### THE EXERCISE
Would you copy only the lines below, beginning with the one that contains "[point] every instance of the grassy" and running through the last entry line?

⁂

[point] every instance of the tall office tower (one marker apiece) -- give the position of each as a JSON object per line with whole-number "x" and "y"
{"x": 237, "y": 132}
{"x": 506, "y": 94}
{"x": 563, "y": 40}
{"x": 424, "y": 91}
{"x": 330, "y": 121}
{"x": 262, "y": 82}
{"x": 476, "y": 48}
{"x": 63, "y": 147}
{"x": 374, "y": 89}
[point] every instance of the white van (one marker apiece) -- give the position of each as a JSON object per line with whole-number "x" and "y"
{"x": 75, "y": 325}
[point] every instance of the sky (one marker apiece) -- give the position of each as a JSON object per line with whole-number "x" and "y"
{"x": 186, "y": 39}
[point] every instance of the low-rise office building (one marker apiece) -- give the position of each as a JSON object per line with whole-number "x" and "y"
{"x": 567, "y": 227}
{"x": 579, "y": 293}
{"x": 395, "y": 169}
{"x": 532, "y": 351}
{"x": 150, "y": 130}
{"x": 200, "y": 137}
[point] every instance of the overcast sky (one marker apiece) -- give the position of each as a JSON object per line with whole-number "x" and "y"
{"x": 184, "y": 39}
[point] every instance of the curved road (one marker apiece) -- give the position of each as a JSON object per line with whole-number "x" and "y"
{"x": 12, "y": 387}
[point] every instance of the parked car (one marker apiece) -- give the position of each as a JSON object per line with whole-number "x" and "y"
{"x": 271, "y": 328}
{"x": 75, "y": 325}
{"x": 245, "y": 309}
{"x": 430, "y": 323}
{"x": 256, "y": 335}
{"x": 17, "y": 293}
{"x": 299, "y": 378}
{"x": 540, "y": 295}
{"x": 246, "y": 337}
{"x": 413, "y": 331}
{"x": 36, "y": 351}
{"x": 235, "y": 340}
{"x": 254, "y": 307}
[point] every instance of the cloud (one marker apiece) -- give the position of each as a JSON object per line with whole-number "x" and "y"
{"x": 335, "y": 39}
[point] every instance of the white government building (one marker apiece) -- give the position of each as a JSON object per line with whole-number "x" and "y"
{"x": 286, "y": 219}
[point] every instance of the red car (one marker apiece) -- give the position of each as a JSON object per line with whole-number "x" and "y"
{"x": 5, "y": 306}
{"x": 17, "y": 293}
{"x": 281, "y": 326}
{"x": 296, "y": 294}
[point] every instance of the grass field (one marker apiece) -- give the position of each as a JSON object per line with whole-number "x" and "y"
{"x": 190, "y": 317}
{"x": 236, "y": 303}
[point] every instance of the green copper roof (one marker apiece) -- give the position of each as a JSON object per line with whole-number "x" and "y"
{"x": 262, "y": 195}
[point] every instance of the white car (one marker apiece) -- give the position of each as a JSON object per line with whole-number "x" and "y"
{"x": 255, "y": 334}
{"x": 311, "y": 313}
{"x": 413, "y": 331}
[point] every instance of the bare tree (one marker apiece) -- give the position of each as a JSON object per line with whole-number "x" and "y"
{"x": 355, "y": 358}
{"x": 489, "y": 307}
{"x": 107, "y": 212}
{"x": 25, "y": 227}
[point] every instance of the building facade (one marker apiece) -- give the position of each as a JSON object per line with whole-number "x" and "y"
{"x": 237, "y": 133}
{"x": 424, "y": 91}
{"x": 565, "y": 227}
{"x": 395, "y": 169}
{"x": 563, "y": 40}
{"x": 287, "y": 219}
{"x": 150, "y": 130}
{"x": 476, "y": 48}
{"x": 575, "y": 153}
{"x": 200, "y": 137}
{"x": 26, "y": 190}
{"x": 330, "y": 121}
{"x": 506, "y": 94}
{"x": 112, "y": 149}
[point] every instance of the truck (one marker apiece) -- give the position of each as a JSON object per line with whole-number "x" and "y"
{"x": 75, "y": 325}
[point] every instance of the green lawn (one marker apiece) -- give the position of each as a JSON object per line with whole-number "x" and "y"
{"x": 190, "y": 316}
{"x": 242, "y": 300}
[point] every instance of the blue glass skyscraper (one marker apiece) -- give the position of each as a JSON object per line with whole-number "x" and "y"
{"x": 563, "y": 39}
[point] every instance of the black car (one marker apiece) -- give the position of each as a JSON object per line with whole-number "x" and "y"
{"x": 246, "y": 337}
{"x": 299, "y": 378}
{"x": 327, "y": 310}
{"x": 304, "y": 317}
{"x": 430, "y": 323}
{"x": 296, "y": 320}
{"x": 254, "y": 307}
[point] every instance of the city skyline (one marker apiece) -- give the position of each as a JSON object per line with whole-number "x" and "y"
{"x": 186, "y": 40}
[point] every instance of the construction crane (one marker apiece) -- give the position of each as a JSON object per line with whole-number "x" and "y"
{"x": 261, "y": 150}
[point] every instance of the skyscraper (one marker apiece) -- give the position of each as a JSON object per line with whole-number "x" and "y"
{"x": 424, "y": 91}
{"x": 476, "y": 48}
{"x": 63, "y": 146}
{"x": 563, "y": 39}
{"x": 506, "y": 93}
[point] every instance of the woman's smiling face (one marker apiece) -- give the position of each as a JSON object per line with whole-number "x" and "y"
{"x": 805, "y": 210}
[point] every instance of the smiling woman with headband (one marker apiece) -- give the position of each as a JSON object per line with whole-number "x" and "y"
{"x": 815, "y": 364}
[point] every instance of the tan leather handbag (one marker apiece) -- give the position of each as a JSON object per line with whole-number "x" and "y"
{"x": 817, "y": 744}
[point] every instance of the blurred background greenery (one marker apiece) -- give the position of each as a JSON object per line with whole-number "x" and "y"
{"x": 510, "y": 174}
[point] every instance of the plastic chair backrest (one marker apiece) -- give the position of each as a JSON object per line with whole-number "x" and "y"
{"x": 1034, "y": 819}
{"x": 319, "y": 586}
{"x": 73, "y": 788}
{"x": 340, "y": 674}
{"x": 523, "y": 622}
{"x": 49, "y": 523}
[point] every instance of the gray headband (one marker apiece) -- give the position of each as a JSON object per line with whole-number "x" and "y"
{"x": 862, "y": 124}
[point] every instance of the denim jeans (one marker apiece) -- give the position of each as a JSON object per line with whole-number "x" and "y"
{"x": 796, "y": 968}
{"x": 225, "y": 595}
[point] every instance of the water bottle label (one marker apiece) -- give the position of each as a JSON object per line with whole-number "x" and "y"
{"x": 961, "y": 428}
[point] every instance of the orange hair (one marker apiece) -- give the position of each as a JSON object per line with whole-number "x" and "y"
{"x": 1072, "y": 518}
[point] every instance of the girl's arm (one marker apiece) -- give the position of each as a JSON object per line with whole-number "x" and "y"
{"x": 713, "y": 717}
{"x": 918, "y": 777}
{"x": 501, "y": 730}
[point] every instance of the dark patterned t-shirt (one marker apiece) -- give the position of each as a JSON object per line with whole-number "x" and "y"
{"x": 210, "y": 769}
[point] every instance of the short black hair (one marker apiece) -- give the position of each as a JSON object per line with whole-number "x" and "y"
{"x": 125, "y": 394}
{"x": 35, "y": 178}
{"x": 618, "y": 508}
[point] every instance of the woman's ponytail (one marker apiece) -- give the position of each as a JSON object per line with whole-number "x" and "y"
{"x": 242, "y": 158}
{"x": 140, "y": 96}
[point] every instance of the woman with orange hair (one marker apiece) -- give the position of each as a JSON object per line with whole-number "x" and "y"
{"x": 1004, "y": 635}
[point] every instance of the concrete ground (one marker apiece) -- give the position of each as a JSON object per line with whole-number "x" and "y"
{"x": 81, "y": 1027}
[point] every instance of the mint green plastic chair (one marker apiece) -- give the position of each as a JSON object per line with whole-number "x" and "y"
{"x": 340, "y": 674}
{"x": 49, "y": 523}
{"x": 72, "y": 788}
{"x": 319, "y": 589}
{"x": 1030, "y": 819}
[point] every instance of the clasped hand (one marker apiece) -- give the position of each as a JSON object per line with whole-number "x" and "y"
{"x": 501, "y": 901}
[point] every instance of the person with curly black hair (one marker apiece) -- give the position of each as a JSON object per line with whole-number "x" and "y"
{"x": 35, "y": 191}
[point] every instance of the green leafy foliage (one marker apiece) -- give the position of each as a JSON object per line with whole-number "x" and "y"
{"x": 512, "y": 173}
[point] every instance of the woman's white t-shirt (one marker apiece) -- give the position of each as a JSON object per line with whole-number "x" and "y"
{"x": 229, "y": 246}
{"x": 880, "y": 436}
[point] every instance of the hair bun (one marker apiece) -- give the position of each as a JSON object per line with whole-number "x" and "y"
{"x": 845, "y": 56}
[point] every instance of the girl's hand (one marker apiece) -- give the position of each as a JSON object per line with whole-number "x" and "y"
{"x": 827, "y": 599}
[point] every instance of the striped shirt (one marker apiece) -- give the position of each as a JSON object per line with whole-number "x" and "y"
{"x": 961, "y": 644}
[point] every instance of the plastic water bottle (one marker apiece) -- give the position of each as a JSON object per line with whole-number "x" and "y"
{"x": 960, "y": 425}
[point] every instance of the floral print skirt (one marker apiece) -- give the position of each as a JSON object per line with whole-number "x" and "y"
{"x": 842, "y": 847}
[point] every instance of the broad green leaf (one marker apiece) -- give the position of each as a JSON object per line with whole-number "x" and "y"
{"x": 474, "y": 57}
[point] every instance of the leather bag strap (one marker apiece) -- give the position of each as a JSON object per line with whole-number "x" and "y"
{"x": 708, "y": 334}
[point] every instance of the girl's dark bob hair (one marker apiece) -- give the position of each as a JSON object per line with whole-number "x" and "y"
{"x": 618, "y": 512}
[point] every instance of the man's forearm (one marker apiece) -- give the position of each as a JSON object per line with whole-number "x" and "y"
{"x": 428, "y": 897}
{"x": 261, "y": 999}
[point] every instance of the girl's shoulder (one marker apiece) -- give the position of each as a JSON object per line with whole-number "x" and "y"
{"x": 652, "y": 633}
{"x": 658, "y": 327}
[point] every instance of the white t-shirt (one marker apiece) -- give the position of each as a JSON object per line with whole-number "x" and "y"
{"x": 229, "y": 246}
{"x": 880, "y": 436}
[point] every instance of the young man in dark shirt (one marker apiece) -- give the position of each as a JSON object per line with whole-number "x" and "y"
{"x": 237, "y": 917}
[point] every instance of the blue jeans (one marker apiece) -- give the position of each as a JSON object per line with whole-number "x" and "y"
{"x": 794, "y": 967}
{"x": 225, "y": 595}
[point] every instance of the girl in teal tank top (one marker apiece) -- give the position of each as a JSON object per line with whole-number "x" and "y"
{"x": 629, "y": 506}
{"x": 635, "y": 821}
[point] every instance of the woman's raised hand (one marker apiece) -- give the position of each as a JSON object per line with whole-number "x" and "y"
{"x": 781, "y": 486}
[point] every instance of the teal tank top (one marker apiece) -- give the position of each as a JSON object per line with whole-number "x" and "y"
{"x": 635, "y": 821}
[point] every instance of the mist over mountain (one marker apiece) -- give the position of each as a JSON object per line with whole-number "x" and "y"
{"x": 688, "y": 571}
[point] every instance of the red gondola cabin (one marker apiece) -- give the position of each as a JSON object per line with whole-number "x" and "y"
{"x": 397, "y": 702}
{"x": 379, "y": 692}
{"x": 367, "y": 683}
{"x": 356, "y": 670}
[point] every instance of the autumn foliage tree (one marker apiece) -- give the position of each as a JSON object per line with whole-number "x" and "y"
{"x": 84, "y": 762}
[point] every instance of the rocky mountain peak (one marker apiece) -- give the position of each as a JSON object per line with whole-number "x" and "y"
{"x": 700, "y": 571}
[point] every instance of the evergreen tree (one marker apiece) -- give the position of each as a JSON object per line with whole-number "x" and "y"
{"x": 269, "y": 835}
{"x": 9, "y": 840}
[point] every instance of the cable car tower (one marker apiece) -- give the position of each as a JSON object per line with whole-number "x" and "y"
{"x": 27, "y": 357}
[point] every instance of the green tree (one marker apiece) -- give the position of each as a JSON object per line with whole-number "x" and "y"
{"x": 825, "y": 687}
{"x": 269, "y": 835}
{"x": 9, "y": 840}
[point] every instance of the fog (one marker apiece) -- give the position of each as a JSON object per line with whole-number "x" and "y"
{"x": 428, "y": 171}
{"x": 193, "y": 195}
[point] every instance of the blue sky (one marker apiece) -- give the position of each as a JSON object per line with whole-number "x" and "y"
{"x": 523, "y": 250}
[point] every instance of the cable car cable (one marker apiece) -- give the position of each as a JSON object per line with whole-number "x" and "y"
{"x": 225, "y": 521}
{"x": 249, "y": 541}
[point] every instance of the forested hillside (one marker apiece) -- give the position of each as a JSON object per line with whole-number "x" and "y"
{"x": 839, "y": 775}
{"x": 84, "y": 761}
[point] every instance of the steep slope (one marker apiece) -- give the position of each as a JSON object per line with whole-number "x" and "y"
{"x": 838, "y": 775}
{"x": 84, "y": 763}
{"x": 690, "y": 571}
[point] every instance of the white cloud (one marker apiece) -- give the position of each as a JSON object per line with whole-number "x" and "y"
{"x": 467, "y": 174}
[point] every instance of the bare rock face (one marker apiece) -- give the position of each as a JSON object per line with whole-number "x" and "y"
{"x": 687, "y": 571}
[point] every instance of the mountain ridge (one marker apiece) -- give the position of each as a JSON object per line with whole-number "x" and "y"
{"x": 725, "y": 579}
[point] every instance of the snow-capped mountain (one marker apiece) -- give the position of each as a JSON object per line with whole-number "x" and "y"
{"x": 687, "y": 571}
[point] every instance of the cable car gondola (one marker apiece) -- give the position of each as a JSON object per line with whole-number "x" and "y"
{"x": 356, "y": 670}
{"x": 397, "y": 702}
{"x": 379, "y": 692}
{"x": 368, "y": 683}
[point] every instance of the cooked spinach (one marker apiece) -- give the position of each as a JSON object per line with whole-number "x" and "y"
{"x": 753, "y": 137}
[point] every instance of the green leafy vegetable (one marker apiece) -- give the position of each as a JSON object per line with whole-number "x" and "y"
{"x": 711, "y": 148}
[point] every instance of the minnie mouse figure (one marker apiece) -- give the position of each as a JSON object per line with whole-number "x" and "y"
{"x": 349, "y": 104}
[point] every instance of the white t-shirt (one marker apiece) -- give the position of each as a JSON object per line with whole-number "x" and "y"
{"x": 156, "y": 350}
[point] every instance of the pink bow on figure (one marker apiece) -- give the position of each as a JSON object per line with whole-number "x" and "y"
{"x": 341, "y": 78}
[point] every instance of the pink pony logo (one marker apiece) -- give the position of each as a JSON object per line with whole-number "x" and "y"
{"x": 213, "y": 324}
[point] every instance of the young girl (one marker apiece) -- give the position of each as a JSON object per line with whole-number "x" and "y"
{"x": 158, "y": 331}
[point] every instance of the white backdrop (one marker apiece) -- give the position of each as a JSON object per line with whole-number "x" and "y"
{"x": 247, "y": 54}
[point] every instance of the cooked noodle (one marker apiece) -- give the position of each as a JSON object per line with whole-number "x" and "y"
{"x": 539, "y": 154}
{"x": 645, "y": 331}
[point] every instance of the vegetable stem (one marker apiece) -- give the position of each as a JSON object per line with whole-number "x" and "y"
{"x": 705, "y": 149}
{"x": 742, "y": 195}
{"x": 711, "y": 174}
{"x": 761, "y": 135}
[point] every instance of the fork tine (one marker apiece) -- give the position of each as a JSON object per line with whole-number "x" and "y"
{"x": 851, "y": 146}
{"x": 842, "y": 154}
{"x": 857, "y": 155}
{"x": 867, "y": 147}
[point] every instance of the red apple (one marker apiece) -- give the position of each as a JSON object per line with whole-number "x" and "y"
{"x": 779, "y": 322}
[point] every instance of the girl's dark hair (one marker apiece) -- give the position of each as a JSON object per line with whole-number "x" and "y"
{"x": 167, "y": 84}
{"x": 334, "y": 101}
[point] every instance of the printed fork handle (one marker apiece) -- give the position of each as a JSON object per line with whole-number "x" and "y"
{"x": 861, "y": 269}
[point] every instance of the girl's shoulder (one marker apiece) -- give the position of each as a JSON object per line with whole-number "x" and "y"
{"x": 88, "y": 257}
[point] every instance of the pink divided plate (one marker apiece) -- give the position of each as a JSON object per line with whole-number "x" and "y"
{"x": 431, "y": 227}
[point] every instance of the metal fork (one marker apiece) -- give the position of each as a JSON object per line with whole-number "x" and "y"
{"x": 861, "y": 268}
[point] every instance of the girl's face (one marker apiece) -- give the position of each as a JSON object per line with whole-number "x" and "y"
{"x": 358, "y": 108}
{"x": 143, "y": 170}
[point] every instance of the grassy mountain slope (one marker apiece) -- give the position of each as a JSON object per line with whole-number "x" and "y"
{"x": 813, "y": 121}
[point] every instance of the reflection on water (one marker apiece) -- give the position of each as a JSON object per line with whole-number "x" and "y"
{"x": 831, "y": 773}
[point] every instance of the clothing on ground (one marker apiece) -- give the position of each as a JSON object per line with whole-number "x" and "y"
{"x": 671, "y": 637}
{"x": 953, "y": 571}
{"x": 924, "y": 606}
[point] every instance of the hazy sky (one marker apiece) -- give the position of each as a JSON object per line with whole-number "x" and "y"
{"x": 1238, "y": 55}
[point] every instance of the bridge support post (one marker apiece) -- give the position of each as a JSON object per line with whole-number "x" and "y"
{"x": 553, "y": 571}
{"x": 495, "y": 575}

⁂

### RESULT OF THIS EXERCISE
[point] every instance of the grassy mountain slope (one marker apiece) -- give the position of each as a JSON object per line with whole-number "x" and "y"
{"x": 813, "y": 121}
[point] every instance of the reflection on water (one marker apiece) -- give the position of each as a JSON object per line with whole-number "x" and "y"
{"x": 831, "y": 773}
[point] every instance of the clothing on ground (one marker apiece) -- give the position of each as a JSON object per line with whole-number "x" and "y"
{"x": 671, "y": 637}
{"x": 953, "y": 571}
{"x": 924, "y": 606}
[point] every instance of the hazy sky (one marker apiece) -- give the position of each as a JSON object per line with whole-number "x" and "y"
{"x": 1238, "y": 55}
[point] every instance of the bridge support post (one marker apiece) -- give the position of each as a JSON object per line with whole-number "x" and "y"
{"x": 553, "y": 571}
{"x": 495, "y": 575}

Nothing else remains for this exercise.